Start of DATASET ENTRIES
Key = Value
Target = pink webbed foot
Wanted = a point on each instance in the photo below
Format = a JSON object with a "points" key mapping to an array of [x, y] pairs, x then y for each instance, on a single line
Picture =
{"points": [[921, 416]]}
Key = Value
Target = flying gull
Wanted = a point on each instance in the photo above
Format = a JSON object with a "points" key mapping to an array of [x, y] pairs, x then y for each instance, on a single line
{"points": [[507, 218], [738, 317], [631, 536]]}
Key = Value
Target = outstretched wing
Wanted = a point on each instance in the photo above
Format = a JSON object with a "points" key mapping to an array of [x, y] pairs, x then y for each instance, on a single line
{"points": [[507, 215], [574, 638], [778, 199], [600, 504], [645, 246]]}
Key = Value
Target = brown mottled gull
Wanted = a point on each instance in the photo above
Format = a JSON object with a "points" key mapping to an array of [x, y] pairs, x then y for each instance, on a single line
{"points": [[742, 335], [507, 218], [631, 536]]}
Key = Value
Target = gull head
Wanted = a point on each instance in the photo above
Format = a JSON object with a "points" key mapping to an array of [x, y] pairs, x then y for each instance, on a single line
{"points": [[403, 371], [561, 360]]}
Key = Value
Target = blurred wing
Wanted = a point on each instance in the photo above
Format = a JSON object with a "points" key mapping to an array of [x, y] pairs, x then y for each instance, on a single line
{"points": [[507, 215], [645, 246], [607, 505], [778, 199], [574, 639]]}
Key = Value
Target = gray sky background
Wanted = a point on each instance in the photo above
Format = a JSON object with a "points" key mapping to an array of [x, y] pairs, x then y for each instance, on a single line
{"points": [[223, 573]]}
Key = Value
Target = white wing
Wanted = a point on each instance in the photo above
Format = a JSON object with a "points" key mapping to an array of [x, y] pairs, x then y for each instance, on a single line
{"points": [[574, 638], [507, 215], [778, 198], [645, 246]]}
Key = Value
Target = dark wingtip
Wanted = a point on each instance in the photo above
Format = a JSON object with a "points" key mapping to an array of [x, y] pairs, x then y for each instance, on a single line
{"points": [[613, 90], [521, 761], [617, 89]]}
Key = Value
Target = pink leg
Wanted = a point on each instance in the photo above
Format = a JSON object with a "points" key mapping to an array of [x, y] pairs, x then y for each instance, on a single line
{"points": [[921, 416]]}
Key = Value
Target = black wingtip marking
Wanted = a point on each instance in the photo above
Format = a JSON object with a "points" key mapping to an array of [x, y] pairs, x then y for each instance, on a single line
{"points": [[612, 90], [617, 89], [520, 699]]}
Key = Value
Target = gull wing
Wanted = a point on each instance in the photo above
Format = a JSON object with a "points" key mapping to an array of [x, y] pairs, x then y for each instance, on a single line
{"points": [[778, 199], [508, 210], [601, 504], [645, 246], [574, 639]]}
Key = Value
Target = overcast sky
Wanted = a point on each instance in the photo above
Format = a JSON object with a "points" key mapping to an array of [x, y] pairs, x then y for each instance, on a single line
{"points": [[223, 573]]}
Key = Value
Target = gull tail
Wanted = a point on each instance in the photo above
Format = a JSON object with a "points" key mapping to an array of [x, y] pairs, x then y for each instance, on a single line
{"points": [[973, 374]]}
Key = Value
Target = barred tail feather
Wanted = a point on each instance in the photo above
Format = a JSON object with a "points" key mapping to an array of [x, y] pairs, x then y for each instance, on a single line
End of DATASET ENTRIES
Give back the complete data, each line unchanged.

# WRITTEN REPLY
Key = Value
Target = pink webbed foot
Wanted = a point on each instance in the photo below
Format = a JSON object with a "points" key mapping to an array of [x, y] pairs, x then y for each instance, on a single line
Picture =
{"points": [[921, 416]]}
Key = Value
Target = flying gull
Wanted = a point on each instance in the photo above
Format = a JSON object with a "points" key mapping to an array of [x, y] pairs, x then y for each instance, on a single line
{"points": [[507, 218], [738, 317], [631, 536]]}
Key = Value
Target = outstretched wing
Wanted = a point on each instance in the photo above
Format = a JSON object with a "points" key mapping to an array of [x, y] pairs, x then y for each instance, on a single line
{"points": [[507, 215], [574, 638], [778, 199], [600, 504], [645, 246]]}
Key = Value
Target = brown mottled gull
Wanted = a point on each instance in the photo above
Format = a JSON object with a "points" key mapping to an array of [x, y] pairs, x then y for each instance, on a single line
{"points": [[742, 335], [507, 218], [631, 536]]}
Key = Value
Target = gull head
Wanted = a point on each instance in the photo above
Format = a JSON object with a "points" key mapping to an array of [x, y] pairs, x then y for each instance, on a single line
{"points": [[403, 371], [561, 360]]}
Key = Value
Target = blurred wing
Wanted = a point on each instance in the photo above
Format = a JSON object with a "points" key mapping to an array of [x, y] pairs, x then y for each instance, on a single line
{"points": [[507, 215], [645, 246], [607, 505], [778, 199], [574, 639]]}
Key = Value
Target = gray sky background
Wanted = a point on each instance in the photo above
Format = a JSON object with a "points" key mapping to an array of [x, y] pairs, x then y for each instance, on a single line
{"points": [[223, 573]]}
Key = Value
Target = white wing
Wanted = a point on each instance in the photo above
Format = a JSON object with a "points" key mapping to an array of [x, y] pairs, x then y for each instance, on a single line
{"points": [[574, 638], [507, 215], [778, 198], [645, 246]]}
Key = Value
Target = dark wingtip
Wanted = a point on each instance in the photo above
Format = a JSON object with a "points" key mapping to an array of [x, y] pairs, x then y for each instance, on a single line
{"points": [[613, 90], [521, 761], [617, 89]]}
Key = Value
Target = pink leg
Wanted = a point on each instance in the photo above
Format = a JSON object with a "points" key mapping to an array of [x, y] pairs, x then y for each instance, on a single line
{"points": [[921, 416]]}
Key = Value
Target = black wingtip marking
Wanted = a point on each instance in the photo above
Format = a JSON object with a "points" key mapping to an array of [x, y] pairs, x then y for each instance, on a single line
{"points": [[612, 90], [617, 89], [520, 699]]}
Key = Value
Target = gull wing
Wanted = a point on each instance in the photo above
Format = a JSON object with a "points" key mapping to an array of [x, y] pairs, x then y for each instance, on a single line
{"points": [[778, 199], [508, 210], [601, 504], [645, 246], [574, 639]]}
Key = Value
Target = overcast sky
Wanted = a point on each instance in the photo above
Format = a JSON object with a "points" key mapping to an array of [x, y] pairs, x then y for each instance, on a single line
{"points": [[223, 573]]}
Key = Value
Target = gull tail
Wanted = a point on each instance in the photo above
Format = a JSON object with a "points" key mapping to an array of [x, y] pairs, x then y for each instance, on a single line
{"points": [[973, 374]]}
Key = Value
Target = barred tail feather
Wanted = a point on each instance in the photo above
Format = a JSON object with a "points" key mapping to an array of [x, y] pairs, x then y for each instance, on a single line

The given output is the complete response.